Lines before the one containing "Target: dark hillside" are excluded; reproduce that line and all lines after it in the entries below, exactly.

Coordinate labeling data
Begin

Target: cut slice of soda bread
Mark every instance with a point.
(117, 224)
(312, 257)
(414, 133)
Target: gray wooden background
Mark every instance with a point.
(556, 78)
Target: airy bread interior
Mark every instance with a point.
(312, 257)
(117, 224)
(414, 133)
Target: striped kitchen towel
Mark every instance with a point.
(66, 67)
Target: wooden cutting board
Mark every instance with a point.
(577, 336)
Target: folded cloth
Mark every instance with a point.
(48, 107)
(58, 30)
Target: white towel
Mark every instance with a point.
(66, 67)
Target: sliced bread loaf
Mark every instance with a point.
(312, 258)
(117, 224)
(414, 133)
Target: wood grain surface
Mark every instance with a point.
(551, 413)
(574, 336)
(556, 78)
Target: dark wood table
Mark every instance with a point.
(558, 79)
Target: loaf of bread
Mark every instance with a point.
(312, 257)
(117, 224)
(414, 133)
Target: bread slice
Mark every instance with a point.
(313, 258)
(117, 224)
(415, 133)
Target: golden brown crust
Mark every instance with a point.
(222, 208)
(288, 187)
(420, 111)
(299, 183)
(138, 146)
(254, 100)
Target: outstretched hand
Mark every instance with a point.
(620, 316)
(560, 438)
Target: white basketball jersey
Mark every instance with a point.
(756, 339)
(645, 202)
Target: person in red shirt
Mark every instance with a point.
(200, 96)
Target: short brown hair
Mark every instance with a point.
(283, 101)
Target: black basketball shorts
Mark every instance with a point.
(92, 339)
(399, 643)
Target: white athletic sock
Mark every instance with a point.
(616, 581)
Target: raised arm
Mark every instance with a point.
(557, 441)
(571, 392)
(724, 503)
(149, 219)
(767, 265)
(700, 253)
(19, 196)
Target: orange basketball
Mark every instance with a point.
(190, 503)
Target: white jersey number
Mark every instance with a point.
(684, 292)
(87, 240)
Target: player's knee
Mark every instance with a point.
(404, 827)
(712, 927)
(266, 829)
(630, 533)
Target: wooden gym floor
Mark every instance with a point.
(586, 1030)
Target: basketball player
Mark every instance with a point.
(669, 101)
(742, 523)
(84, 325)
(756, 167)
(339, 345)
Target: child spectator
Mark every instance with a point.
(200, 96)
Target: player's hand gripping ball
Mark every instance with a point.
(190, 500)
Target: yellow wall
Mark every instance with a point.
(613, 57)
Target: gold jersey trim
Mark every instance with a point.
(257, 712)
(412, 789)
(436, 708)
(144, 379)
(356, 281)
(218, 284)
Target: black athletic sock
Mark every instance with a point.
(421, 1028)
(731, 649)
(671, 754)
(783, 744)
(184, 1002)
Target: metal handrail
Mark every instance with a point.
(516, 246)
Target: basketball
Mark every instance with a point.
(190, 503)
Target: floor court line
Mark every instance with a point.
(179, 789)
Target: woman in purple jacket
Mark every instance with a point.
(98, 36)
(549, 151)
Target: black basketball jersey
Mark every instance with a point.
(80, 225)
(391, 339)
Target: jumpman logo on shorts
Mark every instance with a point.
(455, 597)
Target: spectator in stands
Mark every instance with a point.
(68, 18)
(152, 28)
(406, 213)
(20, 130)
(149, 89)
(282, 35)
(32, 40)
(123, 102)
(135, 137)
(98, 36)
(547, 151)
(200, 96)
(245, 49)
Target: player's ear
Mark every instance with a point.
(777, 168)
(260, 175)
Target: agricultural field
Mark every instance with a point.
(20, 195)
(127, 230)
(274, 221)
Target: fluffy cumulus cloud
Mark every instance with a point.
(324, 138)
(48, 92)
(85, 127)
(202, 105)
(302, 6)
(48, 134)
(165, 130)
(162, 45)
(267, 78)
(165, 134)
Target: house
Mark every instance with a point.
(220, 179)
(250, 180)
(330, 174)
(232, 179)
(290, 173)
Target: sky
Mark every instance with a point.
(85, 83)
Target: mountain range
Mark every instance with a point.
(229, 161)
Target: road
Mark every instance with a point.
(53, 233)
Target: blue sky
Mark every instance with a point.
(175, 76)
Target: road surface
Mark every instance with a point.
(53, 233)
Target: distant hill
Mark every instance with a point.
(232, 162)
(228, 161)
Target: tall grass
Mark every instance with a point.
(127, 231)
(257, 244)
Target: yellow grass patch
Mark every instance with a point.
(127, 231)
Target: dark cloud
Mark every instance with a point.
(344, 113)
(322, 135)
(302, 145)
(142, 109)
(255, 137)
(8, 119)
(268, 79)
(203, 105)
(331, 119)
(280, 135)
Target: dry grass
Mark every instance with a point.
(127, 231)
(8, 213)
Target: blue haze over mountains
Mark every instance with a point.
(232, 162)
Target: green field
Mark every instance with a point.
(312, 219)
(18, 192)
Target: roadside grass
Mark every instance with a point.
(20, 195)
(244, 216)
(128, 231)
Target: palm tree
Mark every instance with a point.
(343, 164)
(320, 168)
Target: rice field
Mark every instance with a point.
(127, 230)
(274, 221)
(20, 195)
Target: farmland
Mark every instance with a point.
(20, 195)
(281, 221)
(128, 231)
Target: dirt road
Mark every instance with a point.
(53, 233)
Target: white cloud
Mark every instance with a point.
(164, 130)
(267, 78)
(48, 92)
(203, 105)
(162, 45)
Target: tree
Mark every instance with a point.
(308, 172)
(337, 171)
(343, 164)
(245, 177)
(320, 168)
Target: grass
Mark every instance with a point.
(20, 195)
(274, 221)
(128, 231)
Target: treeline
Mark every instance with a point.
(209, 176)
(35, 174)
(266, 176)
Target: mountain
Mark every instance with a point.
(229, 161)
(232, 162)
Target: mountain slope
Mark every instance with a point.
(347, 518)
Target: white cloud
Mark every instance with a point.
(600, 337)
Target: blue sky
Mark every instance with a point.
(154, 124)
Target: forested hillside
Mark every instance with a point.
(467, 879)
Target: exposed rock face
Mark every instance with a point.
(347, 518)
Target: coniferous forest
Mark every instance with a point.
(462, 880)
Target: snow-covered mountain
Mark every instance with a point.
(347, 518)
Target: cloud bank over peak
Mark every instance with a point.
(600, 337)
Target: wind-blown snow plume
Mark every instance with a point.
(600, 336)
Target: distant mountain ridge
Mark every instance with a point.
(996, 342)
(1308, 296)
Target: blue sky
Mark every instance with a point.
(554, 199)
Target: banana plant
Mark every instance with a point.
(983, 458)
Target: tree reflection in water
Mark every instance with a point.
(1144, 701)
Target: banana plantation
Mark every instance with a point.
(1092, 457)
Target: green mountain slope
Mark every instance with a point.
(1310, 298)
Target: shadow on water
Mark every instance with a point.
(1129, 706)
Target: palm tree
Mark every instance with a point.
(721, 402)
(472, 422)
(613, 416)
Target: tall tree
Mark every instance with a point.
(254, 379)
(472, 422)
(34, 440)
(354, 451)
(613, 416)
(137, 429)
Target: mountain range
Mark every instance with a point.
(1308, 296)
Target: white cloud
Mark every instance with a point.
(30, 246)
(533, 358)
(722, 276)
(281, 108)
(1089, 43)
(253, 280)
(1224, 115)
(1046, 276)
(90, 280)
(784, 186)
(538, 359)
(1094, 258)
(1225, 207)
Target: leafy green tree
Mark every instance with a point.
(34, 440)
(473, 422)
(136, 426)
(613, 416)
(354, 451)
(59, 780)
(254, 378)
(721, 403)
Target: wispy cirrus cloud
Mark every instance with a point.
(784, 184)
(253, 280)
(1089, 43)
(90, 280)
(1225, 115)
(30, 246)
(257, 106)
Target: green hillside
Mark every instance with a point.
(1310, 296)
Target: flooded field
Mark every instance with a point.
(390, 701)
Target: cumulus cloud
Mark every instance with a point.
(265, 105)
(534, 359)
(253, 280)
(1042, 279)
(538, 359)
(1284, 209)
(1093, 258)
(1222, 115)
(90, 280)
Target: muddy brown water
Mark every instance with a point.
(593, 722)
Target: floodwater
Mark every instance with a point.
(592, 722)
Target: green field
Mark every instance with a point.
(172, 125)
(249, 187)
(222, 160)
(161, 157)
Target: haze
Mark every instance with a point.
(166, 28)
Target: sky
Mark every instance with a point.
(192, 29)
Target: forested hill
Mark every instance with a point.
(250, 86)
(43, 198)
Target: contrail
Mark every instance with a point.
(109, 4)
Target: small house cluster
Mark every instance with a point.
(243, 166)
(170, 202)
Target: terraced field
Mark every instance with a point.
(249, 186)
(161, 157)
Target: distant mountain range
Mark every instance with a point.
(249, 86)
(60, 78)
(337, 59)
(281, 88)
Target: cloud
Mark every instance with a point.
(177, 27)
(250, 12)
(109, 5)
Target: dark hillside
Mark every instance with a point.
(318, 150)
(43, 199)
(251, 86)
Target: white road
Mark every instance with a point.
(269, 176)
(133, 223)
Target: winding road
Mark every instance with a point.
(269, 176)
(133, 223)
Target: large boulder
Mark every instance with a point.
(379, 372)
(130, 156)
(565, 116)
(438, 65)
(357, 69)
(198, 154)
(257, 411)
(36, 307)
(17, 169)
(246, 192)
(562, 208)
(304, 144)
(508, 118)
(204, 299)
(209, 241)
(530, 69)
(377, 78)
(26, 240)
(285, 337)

End

Completed task =
Target: dark hillside
Mark every instance with a point.
(318, 150)
(43, 199)
(251, 86)
Target: white road
Mark every instance with a point.
(269, 176)
(133, 223)
Target: winding road
Mark every instance with a point.
(269, 176)
(133, 223)
Target: large boulder
Mark every instance with a point.
(379, 372)
(130, 156)
(565, 116)
(438, 65)
(357, 69)
(198, 154)
(257, 411)
(36, 307)
(17, 169)
(246, 192)
(562, 208)
(304, 144)
(508, 118)
(204, 299)
(209, 241)
(530, 69)
(377, 78)
(26, 240)
(285, 337)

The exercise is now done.